* _Work to complete_
The entries below should be transcribed in their entirety, exactly as written.
======== Given information ========
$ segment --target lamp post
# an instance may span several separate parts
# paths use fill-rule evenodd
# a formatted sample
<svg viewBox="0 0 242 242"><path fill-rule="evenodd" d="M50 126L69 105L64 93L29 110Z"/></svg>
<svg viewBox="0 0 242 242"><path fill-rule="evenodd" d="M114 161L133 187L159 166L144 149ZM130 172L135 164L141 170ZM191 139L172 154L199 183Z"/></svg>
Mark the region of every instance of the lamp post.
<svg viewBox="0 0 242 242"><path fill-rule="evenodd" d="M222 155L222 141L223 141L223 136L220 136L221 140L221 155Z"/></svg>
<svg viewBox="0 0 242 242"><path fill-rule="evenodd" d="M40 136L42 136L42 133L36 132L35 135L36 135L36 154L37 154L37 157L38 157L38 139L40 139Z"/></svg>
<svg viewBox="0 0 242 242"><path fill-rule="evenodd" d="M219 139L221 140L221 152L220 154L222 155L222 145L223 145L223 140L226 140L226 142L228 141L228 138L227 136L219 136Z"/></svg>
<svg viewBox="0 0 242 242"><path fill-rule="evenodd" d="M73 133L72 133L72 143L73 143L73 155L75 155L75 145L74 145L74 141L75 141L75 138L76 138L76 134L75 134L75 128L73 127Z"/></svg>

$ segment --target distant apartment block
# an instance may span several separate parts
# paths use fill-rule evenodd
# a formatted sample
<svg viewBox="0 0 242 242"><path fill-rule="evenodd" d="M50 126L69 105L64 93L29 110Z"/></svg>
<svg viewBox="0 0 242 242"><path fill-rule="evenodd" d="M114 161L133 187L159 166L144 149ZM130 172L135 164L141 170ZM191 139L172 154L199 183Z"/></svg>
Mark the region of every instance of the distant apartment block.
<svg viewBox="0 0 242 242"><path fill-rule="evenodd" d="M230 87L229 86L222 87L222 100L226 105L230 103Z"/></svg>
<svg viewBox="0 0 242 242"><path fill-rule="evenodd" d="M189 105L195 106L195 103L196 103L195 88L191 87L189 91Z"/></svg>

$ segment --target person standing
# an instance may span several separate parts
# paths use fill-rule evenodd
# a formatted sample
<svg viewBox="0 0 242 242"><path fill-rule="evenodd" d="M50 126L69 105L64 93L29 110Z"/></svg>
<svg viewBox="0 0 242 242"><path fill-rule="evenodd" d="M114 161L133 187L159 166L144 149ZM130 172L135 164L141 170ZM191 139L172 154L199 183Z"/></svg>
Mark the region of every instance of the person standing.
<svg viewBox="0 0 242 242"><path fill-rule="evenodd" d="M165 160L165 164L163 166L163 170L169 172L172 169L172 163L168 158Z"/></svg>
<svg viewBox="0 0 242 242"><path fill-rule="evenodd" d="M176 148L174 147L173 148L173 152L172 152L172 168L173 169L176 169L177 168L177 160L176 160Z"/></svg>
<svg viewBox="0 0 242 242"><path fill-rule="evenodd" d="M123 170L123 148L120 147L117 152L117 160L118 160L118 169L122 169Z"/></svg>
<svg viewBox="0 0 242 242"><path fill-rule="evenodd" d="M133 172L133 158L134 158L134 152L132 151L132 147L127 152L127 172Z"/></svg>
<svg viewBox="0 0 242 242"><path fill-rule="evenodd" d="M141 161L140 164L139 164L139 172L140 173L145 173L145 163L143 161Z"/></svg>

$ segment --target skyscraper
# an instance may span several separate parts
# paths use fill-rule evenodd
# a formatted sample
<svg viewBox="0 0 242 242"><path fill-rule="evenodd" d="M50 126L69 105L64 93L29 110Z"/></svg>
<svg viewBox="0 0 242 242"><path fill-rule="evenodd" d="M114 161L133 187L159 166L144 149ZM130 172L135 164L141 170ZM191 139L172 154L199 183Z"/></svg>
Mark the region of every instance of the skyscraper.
========
* _Answer below_
$ segment --target lamp post
# an instance may span several separate parts
# paths use fill-rule evenodd
# a formatted sample
<svg viewBox="0 0 242 242"><path fill-rule="evenodd" d="M50 126L69 105L64 93L29 110Z"/></svg>
<svg viewBox="0 0 242 242"><path fill-rule="evenodd" d="M114 161L133 187L159 166L144 149ZM130 172L135 164L141 170ZM191 139L172 154L199 183Z"/></svg>
Mark the region of every instance of the lamp post.
<svg viewBox="0 0 242 242"><path fill-rule="evenodd" d="M222 155L222 141L223 141L223 136L220 136L221 140L221 155Z"/></svg>
<svg viewBox="0 0 242 242"><path fill-rule="evenodd" d="M40 136L42 136L42 133L36 132L35 135L36 135L36 154L37 154L37 157L38 157L38 139L40 139Z"/></svg>
<svg viewBox="0 0 242 242"><path fill-rule="evenodd" d="M219 139L221 140L221 152L220 154L222 155L222 145L223 145L223 140L226 140L226 142L228 141L228 138L227 136L219 136Z"/></svg>
<svg viewBox="0 0 242 242"><path fill-rule="evenodd" d="M73 133L72 133L72 143L73 143L73 155L75 155L75 145L74 145L74 141L75 141L75 138L76 138L76 134L75 134L75 128L73 127Z"/></svg>

$ segment --target distant apartment block
# an instance may span several separate parts
# paths use fill-rule evenodd
# a formatted sample
<svg viewBox="0 0 242 242"><path fill-rule="evenodd" d="M50 126L69 105L64 93L29 110Z"/></svg>
<svg viewBox="0 0 242 242"><path fill-rule="evenodd" d="M114 161L133 187L159 166L144 149ZM130 172L135 164L141 170ZM191 139L172 154L199 183Z"/></svg>
Mark the region of every instance of the distant apartment block.
<svg viewBox="0 0 242 242"><path fill-rule="evenodd" d="M230 87L229 86L222 87L222 100L226 105L230 103Z"/></svg>
<svg viewBox="0 0 242 242"><path fill-rule="evenodd" d="M189 105L195 106L195 103L196 103L195 88L191 87L189 91Z"/></svg>

$ segment --target person standing
# an instance may span several separate parts
# paths use fill-rule evenodd
# a formatted sample
<svg viewBox="0 0 242 242"><path fill-rule="evenodd" d="M50 126L69 105L64 93L29 110Z"/></svg>
<svg viewBox="0 0 242 242"><path fill-rule="evenodd" d="M114 161L133 187L159 166L144 149ZM130 172L135 164L141 170ZM191 139L172 154L199 183Z"/></svg>
Mark the region of every instance of the person standing.
<svg viewBox="0 0 242 242"><path fill-rule="evenodd" d="M165 160L165 164L163 166L163 170L169 172L172 169L172 163L168 158Z"/></svg>
<svg viewBox="0 0 242 242"><path fill-rule="evenodd" d="M176 148L174 147L173 148L173 152L172 152L172 168L173 169L176 169L177 168L177 160L176 160Z"/></svg>
<svg viewBox="0 0 242 242"><path fill-rule="evenodd" d="M123 170L123 148L120 147L117 152L117 160L118 160L118 169L122 169Z"/></svg>
<svg viewBox="0 0 242 242"><path fill-rule="evenodd" d="M133 172L133 158L134 158L134 152L132 151L132 147L127 152L127 172Z"/></svg>
<svg viewBox="0 0 242 242"><path fill-rule="evenodd" d="M141 161L140 164L139 164L139 172L140 173L145 173L145 163L143 161Z"/></svg>

$ segment --target skyscraper
# an instance may span several separate parts
# paths use fill-rule evenodd
# a formatted sample
<svg viewBox="0 0 242 242"><path fill-rule="evenodd" d="M50 126L69 105L64 93L29 110Z"/></svg>
<svg viewBox="0 0 242 242"><path fill-rule="evenodd" d="M114 161L133 187L159 166L144 149ZM130 172L135 164L141 170ZM191 139L172 154L199 183Z"/></svg>
Mark the region of every instance of the skyscraper.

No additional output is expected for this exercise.